_PROBLEM STATEMENT_
Repeat the lines of the records below exactly, starting at the line that contains "--target boat on water" and ending at the end of the records.

_ITEMS_
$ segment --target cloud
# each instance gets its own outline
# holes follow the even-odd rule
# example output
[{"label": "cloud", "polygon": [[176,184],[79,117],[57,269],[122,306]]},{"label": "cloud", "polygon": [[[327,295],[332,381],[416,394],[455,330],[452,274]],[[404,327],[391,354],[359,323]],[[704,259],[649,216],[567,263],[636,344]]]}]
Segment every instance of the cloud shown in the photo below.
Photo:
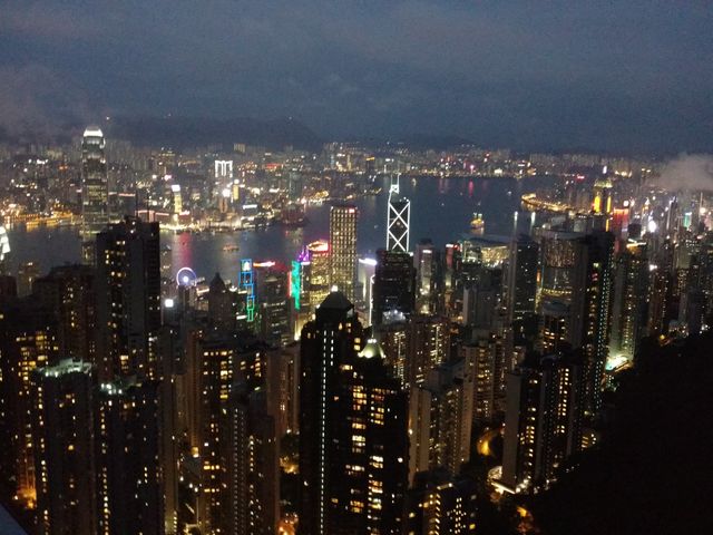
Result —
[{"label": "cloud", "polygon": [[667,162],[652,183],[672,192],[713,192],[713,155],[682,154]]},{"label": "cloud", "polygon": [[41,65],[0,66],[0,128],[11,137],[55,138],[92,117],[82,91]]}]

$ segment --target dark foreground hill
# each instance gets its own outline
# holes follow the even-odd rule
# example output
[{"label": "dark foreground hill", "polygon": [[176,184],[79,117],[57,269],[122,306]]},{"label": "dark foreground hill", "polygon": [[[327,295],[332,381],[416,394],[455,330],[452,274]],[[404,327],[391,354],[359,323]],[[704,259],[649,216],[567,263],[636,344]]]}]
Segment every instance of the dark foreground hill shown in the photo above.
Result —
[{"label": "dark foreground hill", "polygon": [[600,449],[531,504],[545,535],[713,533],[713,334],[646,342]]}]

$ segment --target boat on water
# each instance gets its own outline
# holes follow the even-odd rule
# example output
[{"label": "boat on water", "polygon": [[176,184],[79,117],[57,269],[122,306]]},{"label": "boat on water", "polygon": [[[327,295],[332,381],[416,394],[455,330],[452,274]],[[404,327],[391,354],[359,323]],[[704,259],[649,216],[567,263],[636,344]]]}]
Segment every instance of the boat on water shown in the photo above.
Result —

_RESPONSE BELOW_
$ segment --target boat on water
# each instance gets its own outline
# holes follow the even-odd rule
# example output
[{"label": "boat on water", "polygon": [[176,184],[79,117],[57,269],[122,306]]},{"label": "boat on water", "polygon": [[[327,295],[332,381],[416,394],[455,330],[452,274]],[[404,327],[391,354],[359,323]],[[704,259],[649,216],[567,263],[636,344]]]}]
Segment every instance of the boat on water shown in the photo above.
Result —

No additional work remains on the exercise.